Region pointing data

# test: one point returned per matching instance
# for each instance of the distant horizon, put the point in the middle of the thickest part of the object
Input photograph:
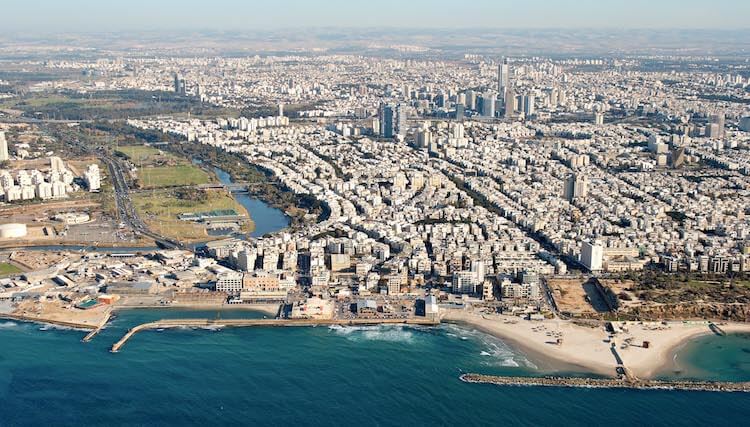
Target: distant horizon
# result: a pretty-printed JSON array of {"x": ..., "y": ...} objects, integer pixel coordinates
[{"x": 89, "y": 16}]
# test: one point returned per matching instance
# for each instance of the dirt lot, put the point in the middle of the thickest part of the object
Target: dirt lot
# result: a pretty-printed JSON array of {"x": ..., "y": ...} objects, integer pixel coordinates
[{"x": 577, "y": 296}]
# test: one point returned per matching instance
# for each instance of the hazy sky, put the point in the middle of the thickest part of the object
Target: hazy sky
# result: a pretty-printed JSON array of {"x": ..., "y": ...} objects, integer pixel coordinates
[{"x": 32, "y": 16}]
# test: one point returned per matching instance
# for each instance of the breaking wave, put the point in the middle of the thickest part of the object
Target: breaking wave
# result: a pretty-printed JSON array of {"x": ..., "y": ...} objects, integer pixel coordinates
[
  {"x": 8, "y": 325},
  {"x": 495, "y": 352},
  {"x": 391, "y": 333}
]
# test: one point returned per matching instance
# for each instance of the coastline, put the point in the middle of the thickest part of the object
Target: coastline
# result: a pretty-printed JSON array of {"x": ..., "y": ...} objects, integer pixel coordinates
[
  {"x": 589, "y": 349},
  {"x": 67, "y": 324},
  {"x": 268, "y": 309}
]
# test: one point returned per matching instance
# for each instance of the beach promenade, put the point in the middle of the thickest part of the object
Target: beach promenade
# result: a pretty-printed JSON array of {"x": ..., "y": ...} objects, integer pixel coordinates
[
  {"x": 213, "y": 323},
  {"x": 582, "y": 382}
]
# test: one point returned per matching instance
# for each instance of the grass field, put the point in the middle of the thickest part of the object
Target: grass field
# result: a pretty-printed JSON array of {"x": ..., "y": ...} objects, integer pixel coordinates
[
  {"x": 158, "y": 169},
  {"x": 170, "y": 176},
  {"x": 141, "y": 153},
  {"x": 160, "y": 209},
  {"x": 6, "y": 269}
]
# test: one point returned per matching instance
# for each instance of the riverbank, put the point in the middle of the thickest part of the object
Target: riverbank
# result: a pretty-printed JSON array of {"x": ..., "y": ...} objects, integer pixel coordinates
[{"x": 590, "y": 348}]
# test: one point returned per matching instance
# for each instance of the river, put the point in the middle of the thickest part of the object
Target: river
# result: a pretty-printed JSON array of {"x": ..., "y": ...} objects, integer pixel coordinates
[{"x": 267, "y": 219}]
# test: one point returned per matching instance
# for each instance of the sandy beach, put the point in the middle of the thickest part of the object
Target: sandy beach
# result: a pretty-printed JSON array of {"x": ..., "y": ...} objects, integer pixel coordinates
[
  {"x": 590, "y": 348},
  {"x": 267, "y": 309}
]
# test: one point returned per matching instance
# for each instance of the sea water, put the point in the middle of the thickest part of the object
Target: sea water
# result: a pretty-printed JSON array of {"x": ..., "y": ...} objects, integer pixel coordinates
[{"x": 374, "y": 375}]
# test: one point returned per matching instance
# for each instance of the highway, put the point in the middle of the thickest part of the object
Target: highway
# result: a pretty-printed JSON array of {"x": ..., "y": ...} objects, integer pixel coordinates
[
  {"x": 125, "y": 209},
  {"x": 126, "y": 212}
]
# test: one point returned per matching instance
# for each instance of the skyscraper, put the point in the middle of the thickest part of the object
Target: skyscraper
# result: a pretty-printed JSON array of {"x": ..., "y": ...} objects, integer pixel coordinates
[
  {"x": 510, "y": 102},
  {"x": 179, "y": 84},
  {"x": 528, "y": 105},
  {"x": 502, "y": 76},
  {"x": 488, "y": 104},
  {"x": 459, "y": 111},
  {"x": 718, "y": 130},
  {"x": 576, "y": 187},
  {"x": 471, "y": 100},
  {"x": 3, "y": 148},
  {"x": 401, "y": 120},
  {"x": 387, "y": 121}
]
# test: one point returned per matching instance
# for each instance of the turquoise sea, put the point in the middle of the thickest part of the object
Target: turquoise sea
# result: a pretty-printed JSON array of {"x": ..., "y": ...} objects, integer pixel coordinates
[{"x": 323, "y": 376}]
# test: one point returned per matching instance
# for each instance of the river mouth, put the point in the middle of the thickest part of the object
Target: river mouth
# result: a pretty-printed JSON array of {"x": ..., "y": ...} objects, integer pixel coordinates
[{"x": 267, "y": 219}]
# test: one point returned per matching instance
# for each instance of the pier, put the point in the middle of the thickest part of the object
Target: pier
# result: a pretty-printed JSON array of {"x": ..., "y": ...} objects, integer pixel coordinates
[
  {"x": 717, "y": 330},
  {"x": 94, "y": 332},
  {"x": 582, "y": 382},
  {"x": 204, "y": 323}
]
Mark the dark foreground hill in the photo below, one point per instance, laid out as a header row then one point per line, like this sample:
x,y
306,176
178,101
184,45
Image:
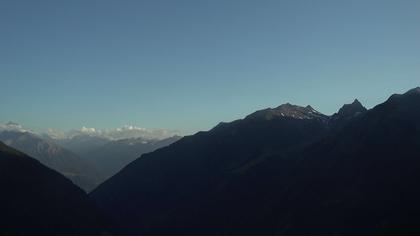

• [The task]: Set down, exactly as they appear above, all lines from the one that has "Target: highway" down to the one that has "Target: turquoise sea", including those two and no others.

• [Solution for this task]:
Target: highway
# result: a pretty-printed JSON array of {"x": ..., "y": ...} objects, integer pixel coordinates
[
  {"x": 125, "y": 209},
  {"x": 126, "y": 212}
]
# test: one point returned per matching instance
# for each instance of the skyscraper, put the point in the middle of the thickest part of the object
Target: skyscraper
# result: a pretty-printed JSON array of {"x": ..., "y": ...} objects, integer pixel coordinates
[
  {"x": 510, "y": 102},
  {"x": 179, "y": 84},
  {"x": 528, "y": 105},
  {"x": 502, "y": 76},
  {"x": 488, "y": 104},
  {"x": 459, "y": 111},
  {"x": 718, "y": 130},
  {"x": 576, "y": 187},
  {"x": 471, "y": 100},
  {"x": 3, "y": 148},
  {"x": 401, "y": 120},
  {"x": 387, "y": 121}
]
# test: one point returned per matching instance
# for each instance of the turquoise sea, put the point in the middle of the thickest part of the object
Target: turquoise sea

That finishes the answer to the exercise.